» **Instruction**: Print the data exactly as it is given, please.

::::::::

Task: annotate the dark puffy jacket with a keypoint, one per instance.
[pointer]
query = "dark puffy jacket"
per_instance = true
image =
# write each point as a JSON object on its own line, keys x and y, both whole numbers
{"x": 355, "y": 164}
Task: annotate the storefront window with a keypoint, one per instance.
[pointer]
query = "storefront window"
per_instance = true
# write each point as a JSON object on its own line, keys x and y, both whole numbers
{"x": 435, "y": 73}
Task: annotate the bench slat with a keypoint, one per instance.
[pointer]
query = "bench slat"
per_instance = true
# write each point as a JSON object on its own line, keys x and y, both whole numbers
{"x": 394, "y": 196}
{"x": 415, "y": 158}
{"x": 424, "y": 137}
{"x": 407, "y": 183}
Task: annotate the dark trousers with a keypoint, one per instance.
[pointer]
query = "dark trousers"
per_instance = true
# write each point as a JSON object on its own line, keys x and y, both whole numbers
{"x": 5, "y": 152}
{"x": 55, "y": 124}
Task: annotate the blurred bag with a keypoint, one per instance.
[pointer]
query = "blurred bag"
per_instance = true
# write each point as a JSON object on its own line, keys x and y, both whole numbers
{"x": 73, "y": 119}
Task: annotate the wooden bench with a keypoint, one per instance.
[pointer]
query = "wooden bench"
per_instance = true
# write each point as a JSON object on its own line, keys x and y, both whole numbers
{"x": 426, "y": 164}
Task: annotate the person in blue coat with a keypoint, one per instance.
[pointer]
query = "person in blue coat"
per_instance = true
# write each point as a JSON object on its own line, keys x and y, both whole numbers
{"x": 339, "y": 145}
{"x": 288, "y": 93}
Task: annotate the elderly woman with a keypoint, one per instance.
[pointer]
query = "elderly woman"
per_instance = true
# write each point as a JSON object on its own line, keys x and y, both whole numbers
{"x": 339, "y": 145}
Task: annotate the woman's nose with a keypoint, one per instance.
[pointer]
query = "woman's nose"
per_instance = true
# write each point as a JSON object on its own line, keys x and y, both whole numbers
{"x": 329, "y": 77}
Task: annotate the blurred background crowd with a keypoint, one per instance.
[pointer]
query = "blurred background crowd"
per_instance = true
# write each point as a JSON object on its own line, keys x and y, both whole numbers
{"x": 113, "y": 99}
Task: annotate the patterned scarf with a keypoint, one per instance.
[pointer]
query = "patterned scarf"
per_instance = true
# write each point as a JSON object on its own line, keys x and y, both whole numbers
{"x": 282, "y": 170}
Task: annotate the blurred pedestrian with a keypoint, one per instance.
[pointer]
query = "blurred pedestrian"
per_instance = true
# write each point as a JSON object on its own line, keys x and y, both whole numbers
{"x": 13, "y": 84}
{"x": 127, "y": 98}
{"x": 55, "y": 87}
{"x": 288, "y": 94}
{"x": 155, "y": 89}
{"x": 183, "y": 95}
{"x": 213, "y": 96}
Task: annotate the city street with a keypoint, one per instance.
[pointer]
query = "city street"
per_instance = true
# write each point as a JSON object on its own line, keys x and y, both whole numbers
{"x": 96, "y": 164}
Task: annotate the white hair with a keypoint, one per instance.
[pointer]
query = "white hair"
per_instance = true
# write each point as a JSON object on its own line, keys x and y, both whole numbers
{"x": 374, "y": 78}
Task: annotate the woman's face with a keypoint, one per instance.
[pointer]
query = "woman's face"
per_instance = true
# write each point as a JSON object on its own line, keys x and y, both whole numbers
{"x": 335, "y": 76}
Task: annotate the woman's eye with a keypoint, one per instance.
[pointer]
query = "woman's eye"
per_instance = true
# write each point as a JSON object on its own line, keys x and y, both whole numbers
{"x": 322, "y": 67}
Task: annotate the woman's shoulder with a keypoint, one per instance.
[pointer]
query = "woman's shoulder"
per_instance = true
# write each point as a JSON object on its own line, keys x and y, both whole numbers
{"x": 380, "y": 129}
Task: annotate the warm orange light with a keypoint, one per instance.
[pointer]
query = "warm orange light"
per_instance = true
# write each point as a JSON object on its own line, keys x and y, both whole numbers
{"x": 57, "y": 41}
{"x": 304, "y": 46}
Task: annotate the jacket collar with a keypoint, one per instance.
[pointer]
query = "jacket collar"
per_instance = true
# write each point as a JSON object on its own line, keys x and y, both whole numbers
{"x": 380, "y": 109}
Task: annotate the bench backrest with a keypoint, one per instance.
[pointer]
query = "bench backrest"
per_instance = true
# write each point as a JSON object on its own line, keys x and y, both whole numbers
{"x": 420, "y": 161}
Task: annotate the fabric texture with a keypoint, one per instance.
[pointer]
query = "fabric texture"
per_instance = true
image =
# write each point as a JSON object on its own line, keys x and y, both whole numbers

::::::::

» **Exercise response**:
Task: annotate the dark puffy jacket with a keypoint, one per instance.
[pointer]
query = "dark puffy jacket"
per_instance = true
image =
# write each point as a JSON object on its own line, keys x and y, both whole numbers
{"x": 355, "y": 164}
Task: annotate the storefront window with a keypoint, one per instance.
[pointer]
query = "storefront window"
per_instance = true
# write each point as a JSON object on its own line, keys x and y, both whole numbers
{"x": 435, "y": 73}
Task: annotate the bench slat with a keypoint, one per instance.
[pointer]
query = "bench slat"
per_instance = true
# write each point as a JSON object on its own line, keys x and y, both whole numbers
{"x": 394, "y": 196}
{"x": 415, "y": 158}
{"x": 424, "y": 137}
{"x": 407, "y": 183}
Task: annotate the dark trousers with a keypoint, one per instance.
[pointer]
query = "dark trousers"
per_instance = true
# write each point as a JSON object on its own line, keys x and y, both whole numbers
{"x": 5, "y": 152}
{"x": 55, "y": 124}
Task: annotate the blurred bag with a keypoint, one per instance.
[pointer]
query = "blurred bag"
per_instance = true
# write each point as a JSON object on its own line, keys x and y, both whole numbers
{"x": 73, "y": 119}
Task: annotate the wooden bench with a keypoint, one per instance.
[pointer]
query = "wooden bench"
per_instance = true
# write each point as a JSON object on its own line, keys x and y, both whole numbers
{"x": 426, "y": 164}
Task: annotate the person in blue coat with a keypoint, one per instance.
[pointer]
query = "person in blue coat"
per_instance = true
# write each point as a JSON object on its own line, keys x and y, both whole numbers
{"x": 339, "y": 145}
{"x": 288, "y": 93}
Task: annotate the elderly woman with a keypoint, one per instance.
[pointer]
query = "elderly woman"
per_instance = true
# write each point as a JSON object on its own line, keys x and y, both whole numbers
{"x": 339, "y": 145}
Task: annotate the woman's nose with a keypoint, one per instance.
[pointer]
query = "woman's nose"
per_instance = true
# write each point as a JSON object on its own line, keys x and y, both whole numbers
{"x": 329, "y": 77}
Task: annotate the blurred background crowd with a keypoint, one per instance.
[pointer]
query = "blurred background crowd"
per_instance = true
# write each point as a JSON object on its own line, keys x and y, both whole numbers
{"x": 113, "y": 99}
Task: annotate the patterned scarf with a keypoint, one per instance.
[pointer]
query = "patterned scarf"
per_instance = true
# write each point as a JSON object on its own line, keys x and y, both whole numbers
{"x": 282, "y": 170}
Task: annotate the blurred pedestrian with a keypoint, one per instance.
[pointer]
query = "blurred pedestrian"
per_instance = true
# write each point as a JSON object on its own line, keys x and y, both whole numbers
{"x": 13, "y": 84}
{"x": 127, "y": 98}
{"x": 55, "y": 87}
{"x": 288, "y": 94}
{"x": 155, "y": 89}
{"x": 183, "y": 95}
{"x": 213, "y": 96}
Task: annotate the city street with a keypoint, one per instance.
[pointer]
query = "city street"
per_instance = true
# write each point as a JSON object on its own line, keys x and y, both whole numbers
{"x": 96, "y": 164}
Task: annotate the white hair with a keypoint, one per instance.
[pointer]
query = "white hair"
per_instance = true
# write each point as a JSON object on its own line, keys x and y, both whole numbers
{"x": 374, "y": 78}
Task: annotate the woman's face with a keypoint, one per instance.
[pointer]
query = "woman's face"
per_instance = true
# write each point as a JSON object on its own line, keys x and y, both whole numbers
{"x": 335, "y": 76}
Task: annotate the woman's eye with a keypoint, one per instance.
[pointer]
query = "woman's eye"
per_instance = true
# write each point as a JSON object on its own line, keys x and y, both whole numbers
{"x": 322, "y": 67}
Task: annotate the woman's shoulder with a keypoint, one per instance.
[pointer]
query = "woman's shoulder"
per_instance = true
# write each point as a JSON object on its own line, keys x and y, both whole numbers
{"x": 380, "y": 129}
Task: annotate the warm orange light with a keypoint, one per instance.
[pointer]
query = "warm orange light"
per_instance = true
# write each point as a JSON object on its own line, keys x and y, both whole numbers
{"x": 57, "y": 41}
{"x": 304, "y": 46}
Task: annotate the jacket collar with a keypoint, one per instance.
[pointer]
query = "jacket collar"
per_instance = true
# write each point as a JSON object on its own line, keys x and y, both whole numbers
{"x": 380, "y": 109}
Task: annotate the bench backrest with a keypoint, one per instance.
[pointer]
query = "bench backrest"
per_instance = true
# write each point as a JSON object on its own line, keys x and y, both whole numbers
{"x": 420, "y": 161}
Task: annotate the fabric texture with a keypoint, one per instance.
[pointer]
query = "fabric texture"
per_instance = true
image =
# write each point as a JSON object on its own line, keys x and y, both whole numbers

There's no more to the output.